** BEGIN DATASET EXTRACT **
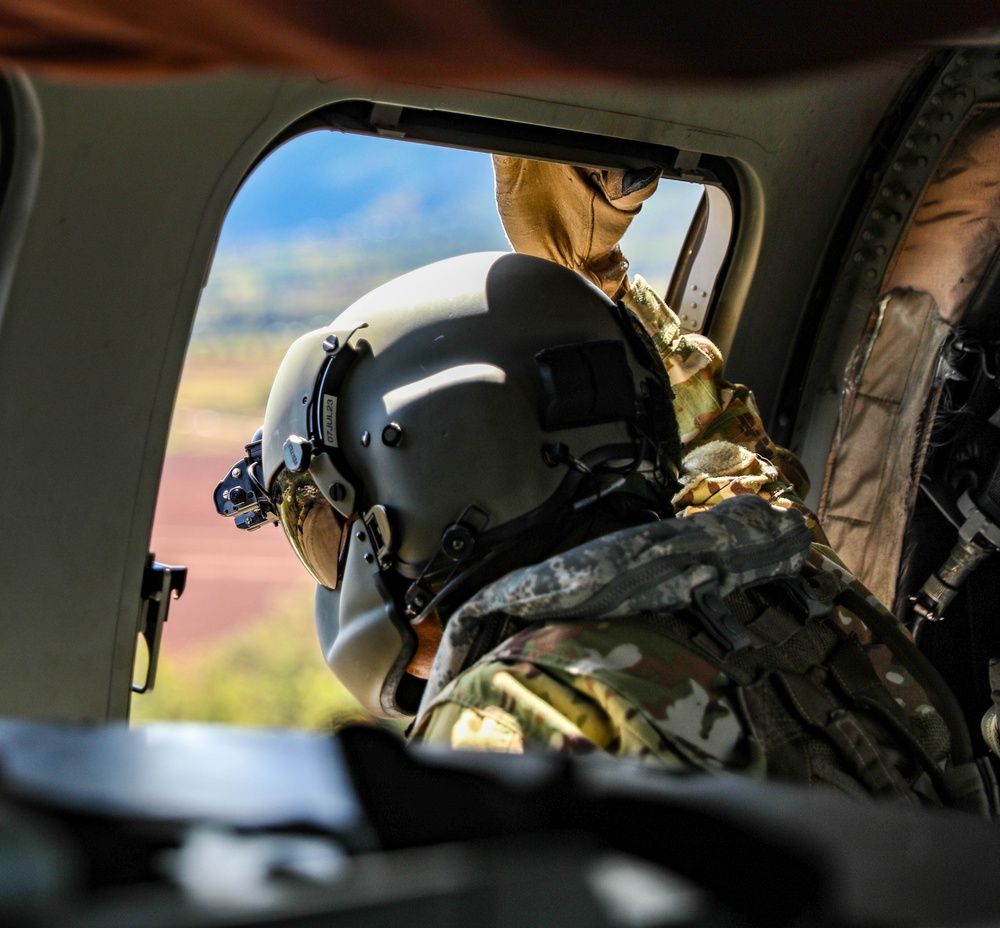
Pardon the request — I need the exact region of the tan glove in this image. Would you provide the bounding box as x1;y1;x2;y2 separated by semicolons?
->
493;155;660;300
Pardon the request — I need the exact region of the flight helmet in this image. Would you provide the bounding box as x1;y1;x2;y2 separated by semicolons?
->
215;253;679;717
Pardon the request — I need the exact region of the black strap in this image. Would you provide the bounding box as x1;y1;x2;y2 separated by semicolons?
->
833;589;975;766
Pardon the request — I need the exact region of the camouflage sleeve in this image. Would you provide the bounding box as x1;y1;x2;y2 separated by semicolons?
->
411;623;753;772
622;275;828;545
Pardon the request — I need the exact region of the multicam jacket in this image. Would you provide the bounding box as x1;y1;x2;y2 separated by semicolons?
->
413;496;980;803
412;280;988;803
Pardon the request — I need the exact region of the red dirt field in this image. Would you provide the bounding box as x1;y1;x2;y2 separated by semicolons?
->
150;449;314;659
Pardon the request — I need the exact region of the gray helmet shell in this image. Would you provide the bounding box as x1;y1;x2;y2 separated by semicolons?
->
262;253;664;714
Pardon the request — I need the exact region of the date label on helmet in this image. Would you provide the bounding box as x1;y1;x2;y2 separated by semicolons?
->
323;393;340;448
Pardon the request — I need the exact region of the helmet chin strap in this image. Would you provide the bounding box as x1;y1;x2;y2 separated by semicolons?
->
315;533;417;718
404;439;673;621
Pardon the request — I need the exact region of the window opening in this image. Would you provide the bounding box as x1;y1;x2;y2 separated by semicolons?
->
132;131;705;727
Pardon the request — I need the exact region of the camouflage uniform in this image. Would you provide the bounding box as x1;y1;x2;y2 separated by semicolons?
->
412;290;949;802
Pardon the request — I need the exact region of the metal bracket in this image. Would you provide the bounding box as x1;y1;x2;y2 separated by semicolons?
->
132;551;187;693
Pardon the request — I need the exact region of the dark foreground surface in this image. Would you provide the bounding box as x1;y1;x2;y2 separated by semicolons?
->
0;722;1000;928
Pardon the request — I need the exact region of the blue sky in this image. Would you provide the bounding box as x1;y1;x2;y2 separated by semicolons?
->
195;131;701;336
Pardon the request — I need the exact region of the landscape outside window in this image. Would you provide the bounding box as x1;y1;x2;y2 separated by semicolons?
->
132;132;701;728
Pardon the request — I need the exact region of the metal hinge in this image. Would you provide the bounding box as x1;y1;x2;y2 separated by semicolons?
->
132;551;187;693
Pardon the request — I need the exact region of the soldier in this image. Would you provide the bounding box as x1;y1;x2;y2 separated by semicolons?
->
216;246;986;811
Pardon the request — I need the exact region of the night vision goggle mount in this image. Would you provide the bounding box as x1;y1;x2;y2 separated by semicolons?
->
214;429;278;532
214;325;365;531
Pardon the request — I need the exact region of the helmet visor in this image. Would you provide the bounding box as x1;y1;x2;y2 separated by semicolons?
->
273;468;352;590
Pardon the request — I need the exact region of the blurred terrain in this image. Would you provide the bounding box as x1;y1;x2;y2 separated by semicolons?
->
139;132;701;728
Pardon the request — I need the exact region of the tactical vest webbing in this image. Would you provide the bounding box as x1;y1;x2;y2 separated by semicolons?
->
645;579;996;815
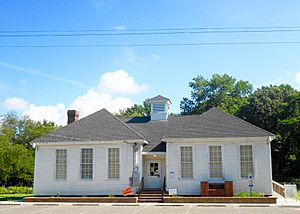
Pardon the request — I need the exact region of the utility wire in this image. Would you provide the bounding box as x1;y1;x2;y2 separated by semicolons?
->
0;26;300;33
0;41;300;48
0;29;300;37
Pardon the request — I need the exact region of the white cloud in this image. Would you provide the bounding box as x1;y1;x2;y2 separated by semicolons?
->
0;61;89;88
23;103;67;124
3;97;28;111
70;89;133;116
3;70;147;125
99;70;148;94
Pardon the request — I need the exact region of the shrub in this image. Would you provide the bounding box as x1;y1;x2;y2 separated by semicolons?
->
0;186;33;194
234;191;265;197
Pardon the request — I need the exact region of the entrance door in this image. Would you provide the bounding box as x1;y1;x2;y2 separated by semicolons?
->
147;160;161;189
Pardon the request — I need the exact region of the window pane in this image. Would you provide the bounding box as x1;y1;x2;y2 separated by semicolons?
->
55;149;67;180
152;103;165;113
180;147;193;178
81;149;93;179
108;148;120;179
240;145;254;178
209;146;223;178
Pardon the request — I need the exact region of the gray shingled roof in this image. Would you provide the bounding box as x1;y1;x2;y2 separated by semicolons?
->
123;108;273;152
149;95;170;101
35;109;144;142
35;108;273;152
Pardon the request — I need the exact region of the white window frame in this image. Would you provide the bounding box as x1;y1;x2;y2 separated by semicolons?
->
54;148;68;181
179;145;195;180
208;145;224;179
80;147;95;181
152;103;166;113
107;147;121;180
238;144;256;179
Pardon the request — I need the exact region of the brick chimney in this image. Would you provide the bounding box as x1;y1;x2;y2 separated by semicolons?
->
67;110;79;124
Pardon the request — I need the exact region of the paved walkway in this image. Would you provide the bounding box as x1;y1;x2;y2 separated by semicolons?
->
273;192;300;206
0;203;300;214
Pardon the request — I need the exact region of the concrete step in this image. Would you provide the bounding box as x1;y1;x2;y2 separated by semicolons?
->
138;198;163;203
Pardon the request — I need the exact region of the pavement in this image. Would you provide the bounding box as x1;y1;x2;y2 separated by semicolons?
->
0;193;300;214
0;202;300;214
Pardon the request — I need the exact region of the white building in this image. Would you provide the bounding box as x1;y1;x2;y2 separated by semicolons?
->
33;96;273;195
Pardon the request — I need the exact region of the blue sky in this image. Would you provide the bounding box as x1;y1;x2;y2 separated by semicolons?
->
0;0;300;124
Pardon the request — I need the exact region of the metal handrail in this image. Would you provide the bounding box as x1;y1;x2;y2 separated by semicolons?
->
161;177;166;198
138;177;144;194
272;180;285;197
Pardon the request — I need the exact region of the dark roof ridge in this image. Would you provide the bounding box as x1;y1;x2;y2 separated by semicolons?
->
104;108;145;140
210;107;274;135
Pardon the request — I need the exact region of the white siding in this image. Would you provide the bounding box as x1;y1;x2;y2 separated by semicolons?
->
166;139;272;195
34;144;141;195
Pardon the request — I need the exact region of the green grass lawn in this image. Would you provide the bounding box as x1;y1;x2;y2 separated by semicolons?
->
0;194;32;201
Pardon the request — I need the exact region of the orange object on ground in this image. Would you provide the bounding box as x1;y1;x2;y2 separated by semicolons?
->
122;187;133;196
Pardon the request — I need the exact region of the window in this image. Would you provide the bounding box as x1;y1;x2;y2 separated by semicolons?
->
152;103;165;113
55;149;67;180
209;146;223;178
240;145;253;178
80;149;93;180
180;146;193;178
108;148;120;179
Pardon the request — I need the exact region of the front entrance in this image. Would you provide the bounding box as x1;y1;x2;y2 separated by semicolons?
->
146;160;162;189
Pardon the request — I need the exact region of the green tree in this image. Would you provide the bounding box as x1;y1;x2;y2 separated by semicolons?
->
0;113;58;186
0;142;34;186
0;112;59;148
180;74;253;114
116;99;151;117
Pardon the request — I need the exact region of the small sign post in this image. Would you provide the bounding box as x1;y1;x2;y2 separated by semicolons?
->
169;188;177;195
248;175;253;196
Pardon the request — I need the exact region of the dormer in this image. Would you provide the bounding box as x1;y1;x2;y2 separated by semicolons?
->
149;95;171;121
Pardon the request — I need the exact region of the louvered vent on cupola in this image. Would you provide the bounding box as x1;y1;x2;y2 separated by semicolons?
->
149;95;171;121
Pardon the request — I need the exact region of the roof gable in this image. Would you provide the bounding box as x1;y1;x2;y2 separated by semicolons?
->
35;109;144;142
149;95;171;102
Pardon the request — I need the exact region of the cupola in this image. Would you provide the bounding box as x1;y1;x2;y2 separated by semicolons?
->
149;95;171;121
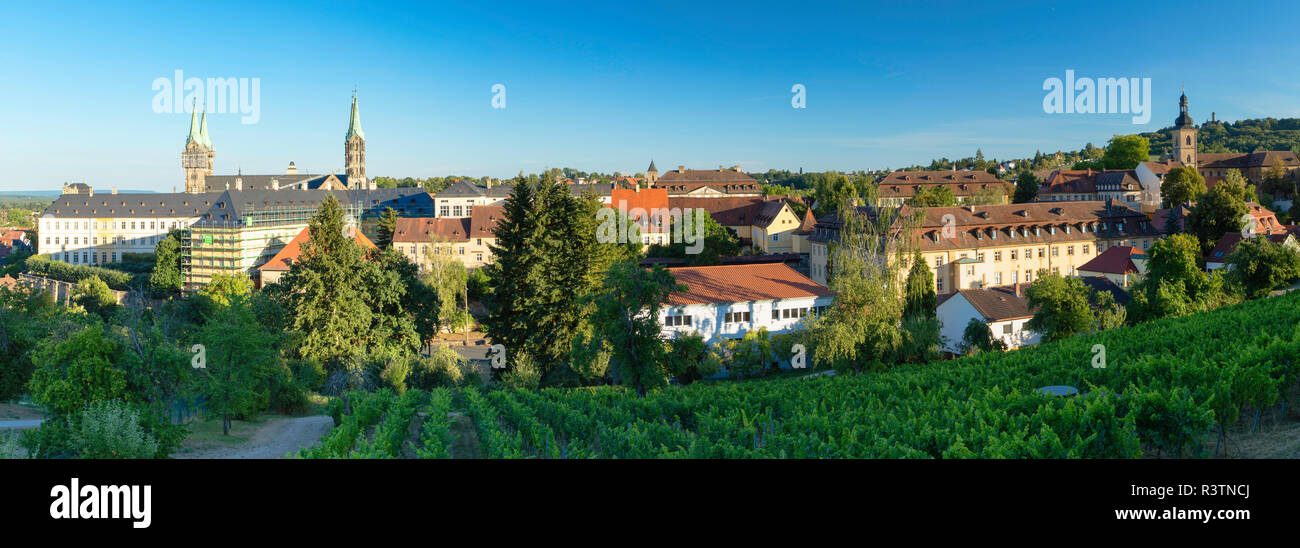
** END DATASET EXTRACT **
:: EXERCISE DESCRIPTION ::
Duplicate every record above line for line, with no changes. Leave the pictures out of your answer.

:: EXERCISE OUTPUT ::
Pardon the request — I need the exact region of the tan glove in this image. Would you provide the bounding box as x1;y1;x2;y2 separated by semicolons?
->
493;155;660;300
Pardon the request — I need the exact region of the flight helmet in this image. Would you provide the bounding box as x1;y1;x2;y2 separated by semicolons?
->
215;253;679;717
Pardon the request — I need the exact region of the black strap in this image. Would you provide the bounding box as x1;y1;x2;y2 separated by semicolons?
->
833;589;975;766
Pardon the request — I need the exact region of the camouflage sleeve in this image. Would you provide the bounding box as x1;y1;x2;y2 separated by semicolons?
->
411;623;753;772
622;275;828;545
Pardon the request — I need the exact region of the multicam jacket in this image. Would you provide the bounding box as x1;y1;x2;y2 separated by semicolons?
->
413;496;980;803
412;280;988;803
Pardon the request — I need the exact region of the red dirt field in this image. Would you provide the bounding box as x1;y1;x2;y2 separated by semicolons?
->
150;449;314;659
Pardon the request — I need the exact region of the gray helmet shell in this image. Would you provide the bounding box as x1;y1;x2;y2 separated by semicolons?
->
262;253;664;714
Pardon the request — I need the exact region of the date label on helmet in this image. Would you provide the bounding box as x1;y1;x2;y2 separated by semicolons?
->
323;393;340;448
Pardon the request — I need the exact region of the helmet chin strap in this image. Would you provide the bounding box as x1;y1;x2;y2 separated by semicolons?
->
315;533;417;718
404;439;673;621
Pardon the request — I need the exact region of the window opening in this image. Would you provide the bounding box as x1;y1;x2;y2 separated by semicolons?
->
132;131;705;727
Pardon the request — I need the exact region of the camouflage uniform in this image. Would you provide the bounding box as x1;y1;x2;y2 separated by semicolons?
->
412;290;949;802
Pardon the request — I need the exact region of the metal bracket in this image. Would you provide the bounding box as x1;y1;x2;y2 separated by semicolons?
->
132;551;187;693
Pardon the request — I need the exact region of the dark foreground surface in this image. Would you provide the bounding box as x1;y1;x2;y2 separated by semicolons?
->
0;722;1000;928
Pardon the request — I need the exact region of the blue sky in this image. Would you provide the bounding box as x1;y1;x2;y2 separated by semicolons?
->
195;131;701;336
Pardon the request — I need the exact region of the landscape outside window in this image. Would you provide the bounding box as x1;y1;x2;y2 separated by semicolons?
->
132;132;701;728
Pardon the request — I need the exact region of the metal hinge in this image. Would you provide the bounding box as x1;y1;x2;y2 separated by semicolons?
->
132;551;187;693
Pardon the request — I need the exact region of the soldier in this image. Would you provide the bounding box as x1;y1;x2;y2 separated by semicolons?
->
216;246;986;811
Pardon the request — I need the exact region of the night vision goggle mount in this image. Would you provide the bounding box as x1;y1;x2;y2 separated by semicolons?
->
214;429;278;532
214;325;365;531
Pardon the request — I need the exact region of the helmet visor in this image. Would you provide the bounding box as x1;y1;x2;y2 separated by semicolons?
->
273;468;352;590
Pardon the request — I need the exact region of the blurred terrain in this image. Would you provide the bounding box as x1;y1;x2;y2 separated by semicolons?
->
139;132;701;728
Pardon the request — I need the exact region of the tactical vest webbing in this image. Would you provide the bounding box as x1;y1;x2;y2 separated by semicolons?
->
645;579;996;815
Pardon the request — I need the exact region of the utility wire in this image. Would you provide the bounding box as x1;y1;x2;y2 separated by semicolons?
->
0;26;300;33
0;41;300;48
0;29;300;37
Pardon the request — I need the exact region of the white cloud in this image. Would you provide the bounding box as x1;y1;x2;y2 separated by semicolons?
->
0;61;89;88
23;103;67;124
3;97;28;111
70;89;133;116
3;70;147;125
99;70;148;94
Pardon the request — I need the exact region of the shrub in this image. Would you provide the bounding box as x1;y1;x2;y2 separated by semicolons?
->
0;186;33;194
234;191;265;197
Pardon the request — I need the exact region of the entrance door in this image. Would you provide the bounding box as x1;y1;x2;y2 separated by semicolons?
->
147;160;161;189
Pardon the request — I need the exact region of the window pane in this image. Would you provide the bounding box as x1;y1;x2;y2 separated by semicolons?
->
55;149;67;180
152;103;165;113
180;147;193;178
81;149;93;179
108;148;120;179
240;145;254;178
209;146;223;178
Pardon the request — I need the exact region of the gray shingled roof in this image. Would you provide the bounding box as x1;y1;x2;y2 separated by semicolons?
->
123;108;273;152
149;95;170;101
35;109;144;142
35;108;273;152
Pardon the request — I need the exact region of the white window frame in this image. Would you provide the bounding box as x1;y1;x2;y2 separated by semicolons?
->
54;148;68;181
179;145;195;180
208;145;224;179
80;147;95;181
152;103;166;113
107;147;121;180
238;144;256;179
Pardon the request — I need the exact region of the brick chimney in this image. Would you provide the bounding box as x1;y1;x2;y2 separated by semicolons?
->
67;110;79;124
Pardon the request — I need the exact region of the paved walkway in this image. Would you provide the bounding box as x1;y1;x2;y2 separated by semicolons?
->
273;192;300;206
0;203;300;214
Pardon the request — I need the exact region of the concrete step in this image. Would you provide the bounding box as x1;y1;x2;y2 separated by semicolons?
->
138;198;163;203
Pardon the request — I need the exact region of the pavement in this image. Would you provide the bounding box as x1;y1;x2;y2 separated by semicolons?
->
0;193;300;214
0;202;300;214
Pardon the request — I need the exact region of the white building in this image. Would you provide the bounding box as x1;y1;x2;y2 separated by semicolons?
->
33;96;273;195
Pardon the request — I need the exact region of the blue sky in this image. Would you provide the bounding box as x1;y1;x2;y2 separated by semicolons?
->
0;0;300;124
Pardon the request — I need the exact region of the metal handrail in this image. Would you provide the bounding box as x1;y1;x2;y2 separated by semicolons?
->
161;177;166;198
138;177;144;194
272;180;285;197
Pardon the request — I need the exact region of the dark roof ridge in this image. Would you provide the bounding box as x1;y1;x2;y2 separated by semicolons?
->
104;108;145;140
210;107;274;135
Pardon the request — I need the exact region of the white siding in this image. Would you provide the bounding box as x1;y1;x2;y2 separated by semicolons?
->
166;139;272;195
34;144;141;195
Pardon the request — I need the exact region of the green grass lawn in this image. Would you provide the bounding box as x1;y1;x2;y2 separated by semicolons?
->
0;194;32;201
Pardon the request — I need the exact region of the orange object on ground in this image. Would you provide the bounding box as x1;y1;x2;y2 separated by semicolons?
->
122;187;133;196
Pardon the request — I need the exact region of the window in this image. Would you provide the bounding box as x1;y1;x2;y2 separated by semicolons?
->
152;103;165;113
55;149;67;180
209;146;223;178
240;145;253;178
80;149;93;180
180;146;193;178
108;148;120;179
Pardon the request — I need the exact region of the front entrance in this image. Would you provide the bounding box as x1;y1;x2;y2 separated by semicolons?
->
146;160;162;189
Pardon the request — I need the exact region of the green tree in this image. Would you provide the bounding box as x1;y1;x2;y2 separated by semicolons?
->
0;113;58;186
0;142;34;186
0;112;59;148
180;74;253;114
116;99;151;117
Pardon the request — I need the exact region of the small sign post in this image. Would you provide the bounding box as x1;y1;x2;y2 separated by semicolons?
->
169;188;177;195
248;175;253;196
Pardon the request — I need the exact region of the dormer in this image. Would you provide the bounding box as x1;y1;x2;y2 separated by semicolons?
->
149;95;171;121
Pardon the request — I need the exact region of the louvered vent on cupola in this image. Would you provide the bounding box as x1;y1;x2;y2 separated by semicolons?
->
149;95;171;121
Pardon the request — I need the exact region of the roof gable in this image. Would you provide the bounding box as x1;y1;x2;y2 separated by semicolons?
->
35;109;144;142
149;95;171;102
Pardon the request — I need the exact region of the cupola in this image. Would you provide the bounding box as x1;y1;x2;y2 separated by semicolons?
->
149;95;171;121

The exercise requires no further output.